[Entries from a point annotation set]
^^^^^^^^

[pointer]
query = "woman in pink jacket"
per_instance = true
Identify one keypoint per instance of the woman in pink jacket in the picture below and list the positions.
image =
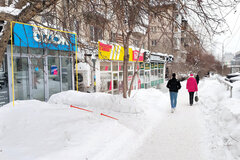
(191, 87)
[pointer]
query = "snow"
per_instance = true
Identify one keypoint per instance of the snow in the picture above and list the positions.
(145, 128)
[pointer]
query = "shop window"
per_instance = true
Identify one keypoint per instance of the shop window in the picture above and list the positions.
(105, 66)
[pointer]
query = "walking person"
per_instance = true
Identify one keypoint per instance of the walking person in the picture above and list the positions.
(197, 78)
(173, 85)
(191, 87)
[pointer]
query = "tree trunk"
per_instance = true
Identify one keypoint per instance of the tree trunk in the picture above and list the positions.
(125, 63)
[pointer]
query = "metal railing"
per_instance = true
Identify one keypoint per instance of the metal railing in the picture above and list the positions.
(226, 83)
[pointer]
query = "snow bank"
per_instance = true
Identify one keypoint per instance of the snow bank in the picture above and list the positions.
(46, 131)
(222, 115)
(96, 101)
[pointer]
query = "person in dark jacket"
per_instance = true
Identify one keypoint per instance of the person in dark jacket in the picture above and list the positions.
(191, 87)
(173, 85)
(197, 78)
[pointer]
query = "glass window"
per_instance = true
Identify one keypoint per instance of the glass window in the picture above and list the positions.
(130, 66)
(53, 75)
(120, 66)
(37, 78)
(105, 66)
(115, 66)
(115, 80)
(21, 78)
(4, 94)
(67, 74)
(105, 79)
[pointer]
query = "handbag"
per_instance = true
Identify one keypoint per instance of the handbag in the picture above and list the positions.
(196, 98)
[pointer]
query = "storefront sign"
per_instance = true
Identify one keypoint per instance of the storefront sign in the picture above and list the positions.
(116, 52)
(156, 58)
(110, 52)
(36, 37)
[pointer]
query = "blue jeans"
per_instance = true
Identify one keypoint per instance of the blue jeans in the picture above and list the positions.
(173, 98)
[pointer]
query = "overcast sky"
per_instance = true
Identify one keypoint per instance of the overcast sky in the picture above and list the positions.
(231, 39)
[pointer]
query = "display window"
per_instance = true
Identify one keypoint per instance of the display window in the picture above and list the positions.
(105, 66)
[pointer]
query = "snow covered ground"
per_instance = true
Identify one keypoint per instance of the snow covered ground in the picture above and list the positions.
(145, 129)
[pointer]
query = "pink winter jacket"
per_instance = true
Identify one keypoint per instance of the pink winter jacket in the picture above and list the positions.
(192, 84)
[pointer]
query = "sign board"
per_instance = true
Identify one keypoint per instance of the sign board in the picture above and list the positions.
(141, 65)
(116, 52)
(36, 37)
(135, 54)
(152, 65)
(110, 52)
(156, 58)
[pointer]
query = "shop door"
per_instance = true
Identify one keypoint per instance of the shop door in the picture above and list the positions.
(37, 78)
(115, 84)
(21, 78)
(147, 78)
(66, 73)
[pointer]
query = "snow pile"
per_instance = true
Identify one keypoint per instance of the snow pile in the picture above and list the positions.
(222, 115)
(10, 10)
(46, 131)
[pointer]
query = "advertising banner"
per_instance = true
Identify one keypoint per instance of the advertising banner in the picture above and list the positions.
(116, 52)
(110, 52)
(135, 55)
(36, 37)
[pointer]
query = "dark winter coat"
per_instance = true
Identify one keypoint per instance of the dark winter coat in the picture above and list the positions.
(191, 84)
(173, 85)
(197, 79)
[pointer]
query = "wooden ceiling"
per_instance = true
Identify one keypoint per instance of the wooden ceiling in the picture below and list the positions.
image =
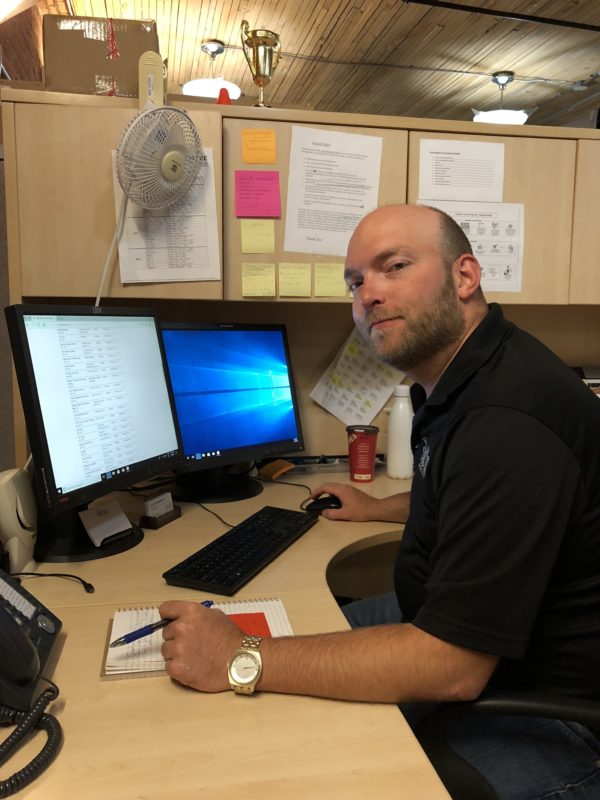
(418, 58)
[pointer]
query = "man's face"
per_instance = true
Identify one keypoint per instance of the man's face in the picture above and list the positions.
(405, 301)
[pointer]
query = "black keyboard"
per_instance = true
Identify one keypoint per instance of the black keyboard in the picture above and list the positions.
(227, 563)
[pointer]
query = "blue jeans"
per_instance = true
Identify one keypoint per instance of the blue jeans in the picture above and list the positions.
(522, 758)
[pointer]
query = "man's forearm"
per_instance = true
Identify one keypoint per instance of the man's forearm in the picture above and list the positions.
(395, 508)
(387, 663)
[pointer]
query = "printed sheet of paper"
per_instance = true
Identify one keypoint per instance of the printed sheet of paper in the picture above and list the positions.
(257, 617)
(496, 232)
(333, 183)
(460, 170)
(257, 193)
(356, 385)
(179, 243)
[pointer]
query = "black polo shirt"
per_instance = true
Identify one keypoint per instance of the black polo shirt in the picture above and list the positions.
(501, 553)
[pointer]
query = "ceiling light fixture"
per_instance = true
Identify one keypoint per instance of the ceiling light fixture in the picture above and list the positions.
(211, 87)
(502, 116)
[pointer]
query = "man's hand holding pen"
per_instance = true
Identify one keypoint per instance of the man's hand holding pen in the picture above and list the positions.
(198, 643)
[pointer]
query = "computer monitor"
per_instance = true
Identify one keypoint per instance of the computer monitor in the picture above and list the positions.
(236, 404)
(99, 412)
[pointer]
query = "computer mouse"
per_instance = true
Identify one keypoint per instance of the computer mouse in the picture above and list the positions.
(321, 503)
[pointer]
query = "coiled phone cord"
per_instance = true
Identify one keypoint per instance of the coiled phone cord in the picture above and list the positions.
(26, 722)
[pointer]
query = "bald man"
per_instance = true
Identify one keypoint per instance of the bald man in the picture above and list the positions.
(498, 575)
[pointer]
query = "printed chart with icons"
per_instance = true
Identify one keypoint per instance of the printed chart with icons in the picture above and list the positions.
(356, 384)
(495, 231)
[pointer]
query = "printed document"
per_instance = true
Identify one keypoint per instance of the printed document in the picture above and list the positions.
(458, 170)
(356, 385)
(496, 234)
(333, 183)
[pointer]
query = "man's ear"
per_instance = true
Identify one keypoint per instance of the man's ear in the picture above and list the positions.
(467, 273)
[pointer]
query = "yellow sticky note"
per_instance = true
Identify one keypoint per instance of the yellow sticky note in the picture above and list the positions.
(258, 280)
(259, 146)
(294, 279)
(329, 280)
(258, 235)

^^^^^^^^

■ WHAT THIS TASK INVOLVES
Pick out each line in the entries above that contains the word "glass" and copy those lines.

■ SOLUTION FOR THIS PROBLEM
query = "glass window"
Identify one keypoint per instance of the glass window in the picture above and list the positions.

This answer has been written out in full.